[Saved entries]
#####

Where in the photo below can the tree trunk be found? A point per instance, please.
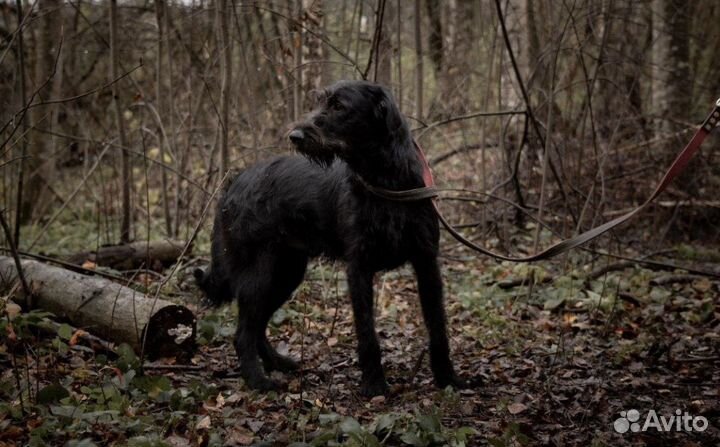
(107, 309)
(39, 168)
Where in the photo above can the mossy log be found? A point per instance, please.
(153, 255)
(107, 309)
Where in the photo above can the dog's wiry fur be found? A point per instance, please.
(277, 215)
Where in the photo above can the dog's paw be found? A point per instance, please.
(375, 388)
(452, 380)
(262, 383)
(281, 363)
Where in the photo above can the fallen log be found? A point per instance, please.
(107, 309)
(153, 255)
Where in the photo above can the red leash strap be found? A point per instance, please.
(675, 169)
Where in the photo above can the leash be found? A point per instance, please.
(430, 191)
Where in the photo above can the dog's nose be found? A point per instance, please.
(296, 136)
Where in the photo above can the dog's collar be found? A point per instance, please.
(428, 191)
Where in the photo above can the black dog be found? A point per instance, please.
(277, 215)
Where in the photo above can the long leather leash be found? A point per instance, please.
(430, 191)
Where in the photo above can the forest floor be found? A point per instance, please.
(555, 365)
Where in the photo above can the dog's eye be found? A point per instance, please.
(335, 104)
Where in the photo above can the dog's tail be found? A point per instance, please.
(216, 290)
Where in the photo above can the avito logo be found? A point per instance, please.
(680, 421)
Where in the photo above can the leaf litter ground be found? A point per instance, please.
(553, 365)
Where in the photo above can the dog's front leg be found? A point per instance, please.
(430, 289)
(360, 282)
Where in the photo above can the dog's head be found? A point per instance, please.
(350, 117)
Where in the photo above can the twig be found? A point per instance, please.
(16, 258)
(528, 107)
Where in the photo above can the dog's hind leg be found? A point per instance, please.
(429, 281)
(360, 282)
(254, 291)
(288, 273)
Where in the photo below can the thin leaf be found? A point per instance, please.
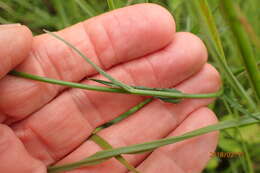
(106, 154)
(105, 145)
(102, 72)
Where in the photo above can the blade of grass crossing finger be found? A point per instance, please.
(105, 145)
(102, 72)
(101, 155)
(236, 106)
(243, 43)
(123, 116)
(164, 94)
(165, 99)
(202, 10)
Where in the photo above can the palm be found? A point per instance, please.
(136, 48)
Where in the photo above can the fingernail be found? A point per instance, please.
(9, 26)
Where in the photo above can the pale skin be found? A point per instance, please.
(44, 124)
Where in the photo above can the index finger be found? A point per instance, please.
(109, 39)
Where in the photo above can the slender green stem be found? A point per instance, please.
(101, 71)
(84, 5)
(243, 43)
(123, 116)
(111, 4)
(105, 145)
(114, 90)
(139, 148)
(214, 43)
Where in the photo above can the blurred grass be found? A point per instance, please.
(57, 14)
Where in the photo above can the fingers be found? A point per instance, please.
(154, 121)
(108, 40)
(76, 110)
(15, 45)
(13, 156)
(189, 156)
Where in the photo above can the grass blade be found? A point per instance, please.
(106, 154)
(202, 10)
(243, 43)
(86, 8)
(105, 145)
(123, 116)
(102, 72)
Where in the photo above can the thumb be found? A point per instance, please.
(13, 156)
(15, 45)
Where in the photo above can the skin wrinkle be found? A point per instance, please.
(93, 45)
(41, 140)
(77, 101)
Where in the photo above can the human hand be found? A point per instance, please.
(137, 45)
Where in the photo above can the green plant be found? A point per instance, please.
(231, 32)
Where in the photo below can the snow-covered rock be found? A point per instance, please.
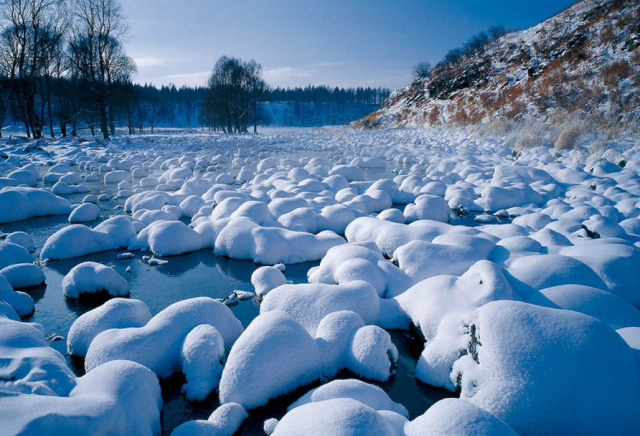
(93, 278)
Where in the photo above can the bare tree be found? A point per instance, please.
(235, 89)
(422, 70)
(97, 54)
(30, 27)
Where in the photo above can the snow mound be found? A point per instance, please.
(119, 397)
(84, 213)
(20, 302)
(168, 342)
(368, 394)
(275, 355)
(242, 238)
(527, 365)
(224, 421)
(360, 261)
(23, 239)
(267, 278)
(91, 278)
(309, 303)
(12, 254)
(167, 238)
(23, 275)
(25, 203)
(116, 313)
(75, 241)
(457, 417)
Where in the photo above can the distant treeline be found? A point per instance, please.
(325, 94)
(64, 70)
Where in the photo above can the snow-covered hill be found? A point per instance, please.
(580, 66)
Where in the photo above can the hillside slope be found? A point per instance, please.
(582, 64)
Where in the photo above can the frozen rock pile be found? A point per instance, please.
(519, 272)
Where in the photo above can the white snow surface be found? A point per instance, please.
(529, 305)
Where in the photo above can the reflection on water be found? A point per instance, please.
(194, 275)
(204, 274)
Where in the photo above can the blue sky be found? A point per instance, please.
(300, 42)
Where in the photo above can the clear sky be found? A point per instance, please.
(300, 42)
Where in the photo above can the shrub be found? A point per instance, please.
(568, 137)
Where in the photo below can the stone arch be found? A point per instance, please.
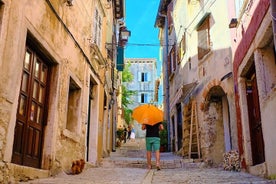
(215, 131)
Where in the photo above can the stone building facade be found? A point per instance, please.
(221, 56)
(254, 68)
(58, 85)
(198, 70)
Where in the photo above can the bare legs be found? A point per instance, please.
(149, 159)
(157, 155)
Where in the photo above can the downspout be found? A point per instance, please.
(273, 15)
(166, 77)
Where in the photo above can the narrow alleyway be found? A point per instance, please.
(128, 165)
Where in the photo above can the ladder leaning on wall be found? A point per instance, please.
(191, 146)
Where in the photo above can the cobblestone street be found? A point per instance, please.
(128, 165)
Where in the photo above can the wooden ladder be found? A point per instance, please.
(194, 147)
(191, 146)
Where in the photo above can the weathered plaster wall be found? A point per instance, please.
(68, 50)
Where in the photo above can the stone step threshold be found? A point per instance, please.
(122, 162)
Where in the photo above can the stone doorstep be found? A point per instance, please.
(24, 173)
(142, 163)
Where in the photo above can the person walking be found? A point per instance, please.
(153, 142)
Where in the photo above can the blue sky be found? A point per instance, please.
(140, 19)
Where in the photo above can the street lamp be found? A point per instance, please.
(124, 35)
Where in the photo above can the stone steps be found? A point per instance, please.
(133, 155)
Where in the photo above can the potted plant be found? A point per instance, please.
(163, 138)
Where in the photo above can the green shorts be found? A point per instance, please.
(152, 143)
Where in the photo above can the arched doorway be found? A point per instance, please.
(215, 132)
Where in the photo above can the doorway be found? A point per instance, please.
(31, 111)
(254, 115)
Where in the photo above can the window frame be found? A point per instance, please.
(204, 43)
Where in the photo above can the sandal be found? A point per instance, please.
(158, 168)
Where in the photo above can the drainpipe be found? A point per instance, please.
(273, 14)
(166, 78)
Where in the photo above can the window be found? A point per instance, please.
(181, 48)
(144, 76)
(144, 98)
(171, 61)
(238, 7)
(73, 107)
(97, 28)
(204, 38)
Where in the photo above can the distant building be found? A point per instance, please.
(144, 71)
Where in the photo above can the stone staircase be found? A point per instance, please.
(133, 154)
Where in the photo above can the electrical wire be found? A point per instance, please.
(142, 44)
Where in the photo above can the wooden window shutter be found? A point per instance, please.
(203, 38)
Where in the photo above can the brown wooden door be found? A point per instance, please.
(255, 123)
(28, 135)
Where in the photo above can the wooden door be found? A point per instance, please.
(30, 121)
(255, 123)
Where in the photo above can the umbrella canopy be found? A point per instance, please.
(147, 114)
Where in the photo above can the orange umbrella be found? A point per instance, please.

#####

What you are asked to do: Reproduce all of the data above verbatim, omitting the pictures.

Answer:
Where in the photo below can the tree trunk be found? A point per instance, please.
(107, 309)
(39, 168)
Where in the photo above can the mossy log be found? A point per instance, please.
(153, 255)
(107, 309)
Where in the photo above can the dog's wiry fur be found? A point per instance, please.
(277, 215)
Where in the photo above can the dog's paw be found? A point per instance, please.
(375, 388)
(452, 380)
(262, 383)
(281, 363)
Where in the photo above can the fallen log be found? A point per instance, please.
(107, 309)
(153, 255)
Where in the photo above can the red leash strap be found? A point per instance, please.
(675, 169)
Where in the photo above can the leash be found? A point per instance, please.
(430, 191)
Where in the photo above can the dog's nose be found? A point per instance, please.
(296, 136)
Where in the photo above can the dog's collar be found? A point per instance, please.
(428, 191)
Where in the photo above can the black dog be found? A point per instance, please.
(277, 215)
Where in the photo above can the long leather leash be found? A point per instance, please.
(430, 191)
Where in the photo above can the forest floor be found? A point per instance, please.
(555, 365)
Where in the photo above can the dog's eye be found? A point per instance, please.
(335, 104)
Where in the photo above can the dog's tail be found? A point per instance, please.
(216, 290)
Where in the photo above can the avito logo be found? A point per instance, please.
(680, 421)
Where in the photo above can the leaf litter ground be found? A point per instance, please.
(553, 365)
Where in the photo above can the dog's front leg be found? A point per instance, please.
(430, 289)
(360, 282)
Where in the photo above can the dog's head be found? A point per instance, please.
(350, 117)
Where in the photo above can the twig be found? A point per instance, please.
(16, 258)
(528, 107)
Where in the photo above can the dog's hind leg be found? A point per instance, please.
(429, 281)
(360, 282)
(254, 291)
(288, 273)
Where in the photo below can the thin leaf be found? A point per instance, please.
(106, 154)
(105, 145)
(102, 72)
Where in the photo above can the blade of grass crossing finger be found? A point per instance, please.
(105, 145)
(102, 72)
(101, 155)
(236, 106)
(243, 43)
(123, 116)
(164, 94)
(165, 99)
(202, 10)
Where in the photo above can the palm be found? A point per instance, please.
(136, 48)
Where in the photo above can the fingernail be found? A point per instance, please.
(9, 26)
Where in the photo above can the pale skin be found? A point per instance, please.
(44, 124)
Where in the photo above can the index finger be found? A point per instance, please.
(109, 39)
Where in the photo above can the slender green stem be found? A point per instance, please.
(101, 71)
(84, 5)
(243, 43)
(123, 116)
(111, 4)
(105, 145)
(114, 90)
(139, 148)
(214, 43)
Where in the photo above can the blurred grass be found? A point per instance, please.
(57, 14)
Where in the photo above can the fingers be found? A point per instance, please.
(154, 121)
(108, 40)
(76, 110)
(15, 45)
(13, 156)
(189, 156)
Where in the photo above can the grass blade be found? A point per instance, please.
(106, 154)
(202, 10)
(243, 43)
(86, 8)
(105, 145)
(123, 116)
(102, 72)
Where in the photo above can the thumb be found? A point per instance, please.
(13, 156)
(15, 45)
Where in the photo above can the skin wrinkle be found? A point per instance, please.
(93, 45)
(41, 140)
(77, 101)
Where in the photo above can the human hand be found? A point per instance, please.
(137, 45)
Where in the photo above can the green plant be found? A point per instance, please.
(231, 32)
Where in the photo below can the snow-covered rock be found? A point per instance, please.
(93, 278)
Where in the photo above can the bare tree be found? A point per instance, please.
(235, 89)
(422, 70)
(97, 54)
(30, 27)
Where in the photo above can the snow mound be found? A point per instance, please.
(119, 397)
(84, 213)
(20, 302)
(168, 342)
(368, 394)
(275, 355)
(242, 238)
(527, 365)
(224, 421)
(360, 261)
(23, 239)
(267, 278)
(91, 278)
(309, 303)
(12, 254)
(167, 238)
(23, 275)
(25, 203)
(116, 313)
(75, 241)
(457, 417)
Where in the photo above can the distant treeline be found? A point per instance, please.
(325, 94)
(64, 70)
Where in the photo above can the snow-covered hill be found? A point per instance, please.
(580, 66)
Where in the photo above can the hillside slope be found? A point per instance, please.
(582, 64)
Where in the photo above can the frozen rock pile be found? A point per instance, please.
(519, 272)
Where in the photo above can the white snow surface be found? A point per instance, please.
(529, 305)
Where in the photo above can the reflection on water be found? A point per instance, please.
(194, 275)
(204, 274)
Where in the photo above can the blue sky be found? A point per instance, please.
(300, 42)
Where in the photo above can the clear sky be found? A point per instance, please.
(300, 42)
Where in the photo above can the shrub be found? A point per instance, please.
(568, 137)
Where in the photo below can the stone arch be found? A point per instance, please.
(215, 131)
Where in the photo above can the stone building facade be found? A point per instance, please.
(221, 56)
(254, 68)
(58, 85)
(198, 70)
Where in the photo above can the bare legs be found? A point per instance, please.
(149, 159)
(157, 155)
Where in the photo above can the downspout be found? A point per instance, please.
(273, 15)
(166, 77)
Where in the photo above can the narrow alleyway be found? A point per instance, please.
(128, 165)
Where in the photo above can the ladder leaning on wall be found? A point per instance, please.
(191, 146)
Where in the photo above can the cobblestone street be found? A point per instance, please.
(128, 165)
Where in the photo above can the wooden ladder be found? A point per instance, please.
(194, 147)
(191, 146)
Where in the photo above can the weathered plaster wall be found? A point per instance, please.
(68, 50)
Where in the photo above can the stone step threshold be found? A point per instance, please.
(122, 162)
Where in the photo above can the stone doorstep be found? A point per instance, please.
(24, 173)
(142, 163)
Where in the photo above can the person walking be found? A point per instance, please.
(153, 142)
Where in the photo above can the blue sky be found? A point per instance, please.
(140, 19)
Where in the photo above can the street lamp be found? A point per instance, please.
(124, 35)
Where in the photo above can the stone steps be found? A point per instance, please.
(133, 155)
Where in the photo above can the potted plant be found? A point per instance, please.
(163, 138)
Where in the photo above can the green shorts be found? A point per instance, please.
(152, 143)
Where in the photo above can the arched doorway be found? A point per instance, please.
(215, 132)
Where in the photo above can the doorway be found? A point per instance, please.
(31, 111)
(254, 115)
Where in the photo above can the window frame be found? A point per instance, please.
(204, 43)
Where in the photo above can the sandal be found? A point per instance, please.
(158, 168)
Where in the photo above can the drainpipe be found? A point per instance, please.
(273, 14)
(166, 78)
Where in the photo above can the window be found? A point per instance, please.
(181, 48)
(144, 76)
(144, 98)
(171, 61)
(238, 7)
(73, 107)
(97, 28)
(204, 38)
Where in the photo above can the distant building be found? A point per instance, please.
(144, 71)
Where in the photo above can the stone staircase be found? A point per instance, please.
(133, 154)
Where in the photo above can the electrical wire be found? A point per instance, please.
(142, 44)
Where in the photo above can the wooden window shutter be found? A point per instance, please.
(203, 38)
Where in the photo above can the brown wooden door be found? A point per instance, please.
(255, 123)
(28, 135)
Where in the photo above can the wooden door be found? A point per instance, please.
(30, 121)
(255, 123)
Where in the photo above can the umbrella canopy be found? A point per instance, please.
(147, 114)
Where in the photo above can the orange umbrella be found? A point per instance, please.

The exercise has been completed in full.